**Objective 1**. Reproduce the passage on the Oxford Companion to English Literature in full, word for word.
**Objective 2**. Pick out each line of the rows that contains the word "white", treating uppercase and lowercase as different.

**Supplied passage**.
--

Sir Paul Harvey's The Oxford Companion to English Literature was first published in 1932, and it has been in print continuously ever since. The latest edition of the book has recently been published. A look at its history provides insight into the changing picture of the British literary and cultural landscape.

The original appearance of this book occurred by chance. Harvey had been a British civil servant; wanting to do something purposeful after his retirement, he approached the Oxford University Press and asked whether he could write something for them. Kenneth Sisam of the press suggested that he might compile a broad reference book about English literature, and offered to pay him five hundred pounds for the job. Harvey took up the challenge and started work on it in 1927 with enthusiasm and vigor. He covered, in his own words, "fifty generations of English authors" all by himself. In doing so, he was following in the footsteps of his fellow Englishman Dr. Johnson, who single-handedly compiled his great Dictionary (1755). The latter took up the vast store of English words and went on to explain their meanings with "examples from the best Writers"—over one hundred thousand such examples in fact. Johnson took only nine years (amidst ill-health, poverty, and neglect) to complete his Dictionary, whereas forty French academies took fifty-five years to produce Dictionannaire de l'Academie française. Harvey's own performance was equally remarkable. He single-handedly covered over a thousand years of English literature and published his book within five years.

--

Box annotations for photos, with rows
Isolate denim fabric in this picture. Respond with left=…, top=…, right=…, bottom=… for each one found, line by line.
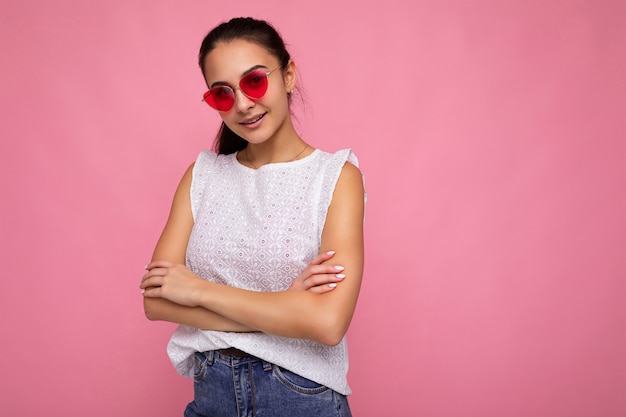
left=185, top=351, right=352, bottom=417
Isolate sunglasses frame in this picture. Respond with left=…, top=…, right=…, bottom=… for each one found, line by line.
left=202, top=65, right=283, bottom=112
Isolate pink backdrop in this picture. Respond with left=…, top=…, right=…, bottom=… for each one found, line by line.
left=0, top=0, right=626, bottom=417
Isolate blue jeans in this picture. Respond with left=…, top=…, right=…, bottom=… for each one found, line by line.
left=185, top=351, right=352, bottom=417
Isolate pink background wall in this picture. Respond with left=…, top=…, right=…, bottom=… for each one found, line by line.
left=0, top=0, right=626, bottom=417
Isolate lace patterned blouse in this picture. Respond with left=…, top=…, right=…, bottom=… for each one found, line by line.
left=168, top=149, right=358, bottom=395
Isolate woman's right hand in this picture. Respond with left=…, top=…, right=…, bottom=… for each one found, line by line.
left=289, top=251, right=346, bottom=294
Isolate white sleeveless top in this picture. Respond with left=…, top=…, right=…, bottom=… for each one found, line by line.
left=167, top=149, right=358, bottom=395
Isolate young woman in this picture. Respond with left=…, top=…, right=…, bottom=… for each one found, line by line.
left=141, top=18, right=365, bottom=417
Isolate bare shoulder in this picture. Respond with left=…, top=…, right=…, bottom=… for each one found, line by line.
left=333, top=162, right=365, bottom=202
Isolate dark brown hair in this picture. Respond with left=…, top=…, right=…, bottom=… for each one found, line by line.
left=198, top=17, right=291, bottom=154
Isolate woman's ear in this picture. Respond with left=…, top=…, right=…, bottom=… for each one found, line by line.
left=283, top=60, right=297, bottom=94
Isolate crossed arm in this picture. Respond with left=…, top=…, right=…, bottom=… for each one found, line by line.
left=141, top=163, right=364, bottom=345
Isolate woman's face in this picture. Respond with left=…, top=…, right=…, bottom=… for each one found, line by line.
left=204, top=40, right=295, bottom=143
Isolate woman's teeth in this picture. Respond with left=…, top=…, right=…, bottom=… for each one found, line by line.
left=241, top=113, right=265, bottom=125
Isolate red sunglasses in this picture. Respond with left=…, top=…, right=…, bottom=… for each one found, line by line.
left=203, top=65, right=282, bottom=111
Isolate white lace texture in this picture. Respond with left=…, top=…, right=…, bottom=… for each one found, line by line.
left=168, top=149, right=358, bottom=395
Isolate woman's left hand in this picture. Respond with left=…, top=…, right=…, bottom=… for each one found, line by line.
left=139, top=261, right=207, bottom=307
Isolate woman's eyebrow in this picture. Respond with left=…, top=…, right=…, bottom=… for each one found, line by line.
left=209, top=64, right=268, bottom=89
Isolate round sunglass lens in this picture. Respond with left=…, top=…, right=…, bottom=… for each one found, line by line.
left=204, top=86, right=235, bottom=111
left=239, top=70, right=267, bottom=98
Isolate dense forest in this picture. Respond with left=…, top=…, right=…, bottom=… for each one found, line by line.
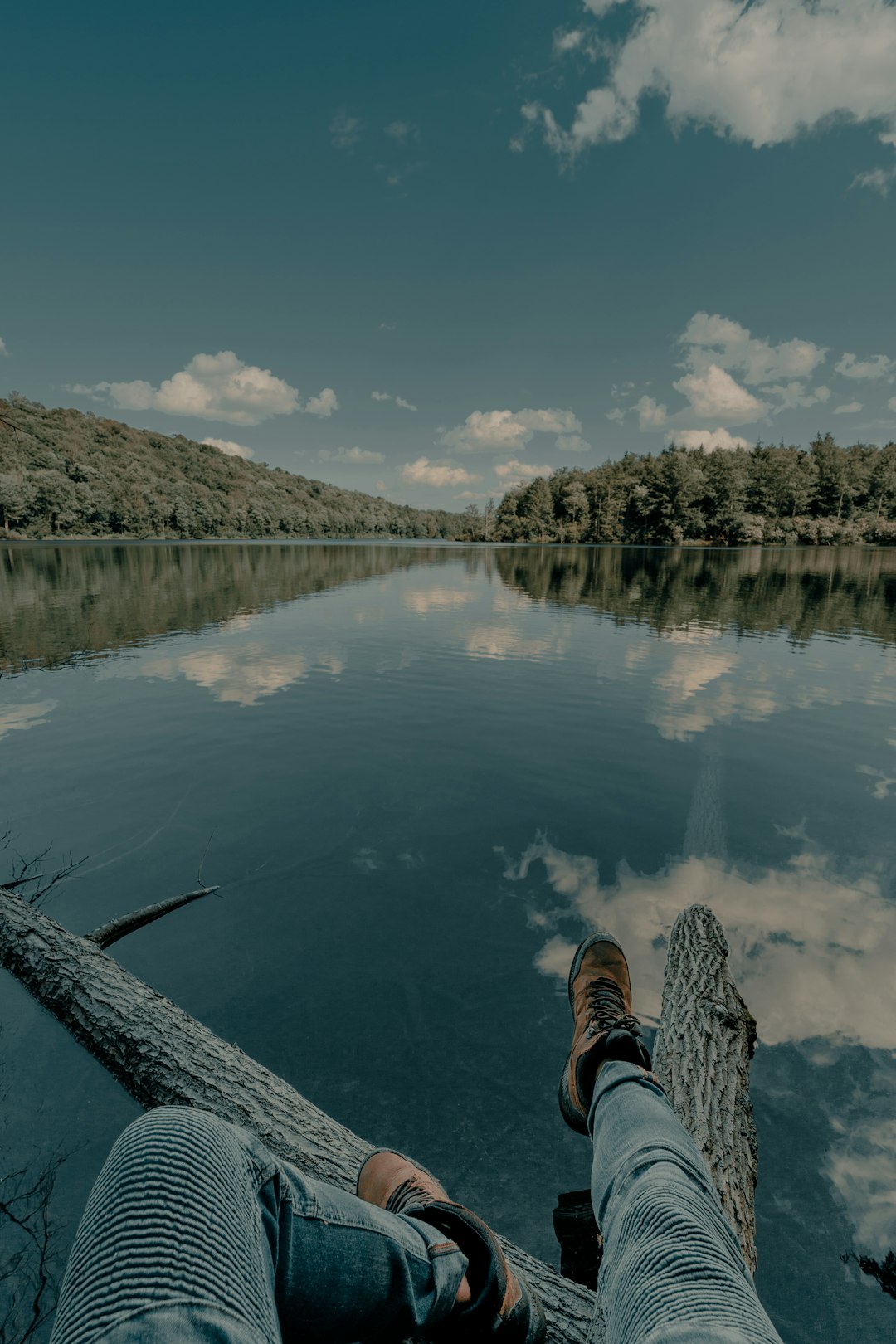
left=0, top=394, right=896, bottom=546
left=480, top=434, right=896, bottom=546
left=0, top=392, right=465, bottom=539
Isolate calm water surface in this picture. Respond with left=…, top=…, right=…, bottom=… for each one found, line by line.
left=0, top=544, right=896, bottom=1344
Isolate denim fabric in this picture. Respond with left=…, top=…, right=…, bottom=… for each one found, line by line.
left=51, top=1060, right=781, bottom=1344
left=51, top=1108, right=466, bottom=1344
left=588, top=1060, right=781, bottom=1344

--

**Worked solution 1**.
Sir Paul Harvey's The Oxford Companion to English Literature was first published in 1932, and it has been in print continuously ever since. The latest edition of the book has recently been published. A look at its history provides insight into the changing picture of the British literary and cultural landscape.

The original appearance of this book occurred by chance. Harvey had been a British civil servant; wanting to do something purposeful after his retirement, he approached the Oxford University Press and asked whether he could write something for them. Kenneth Sisam of the press suggested that he might compile a broad reference book about English literature, and offered to pay him five hundred pounds for the job. Harvey took up the challenge and started work on it in 1927 with enthusiasm and vigor. He covered, in his own words, "fifty generations of English authors" all by himself. In doing so, he was following in the footsteps of his fellow Englishman Dr. Johnson, who single-handedly compiled his great Dictionary (1755). The latter took up the vast store of English words and went on to explain their meanings with "examples from the best Writers"—over one hundred thousand such examples in fact. Johnson took only nine years (amidst ill-health, poverty, and neglect) to complete his Dictionary, whereas forty French academies took fifty-five years to produce Dictionannaire de l'Academie française. Harvey's own performance was equally remarkable. He single-handedly covered over a thousand years of English literature and published his book within five years.

**Worked solution 2**.
Isolate white sleeveless top in this picture. Respond with left=…, top=…, right=…, bottom=… for each one found, line by line.
Isolate white lace texture in this picture. Respond with left=…, top=…, right=…, bottom=… for each one found, line by line.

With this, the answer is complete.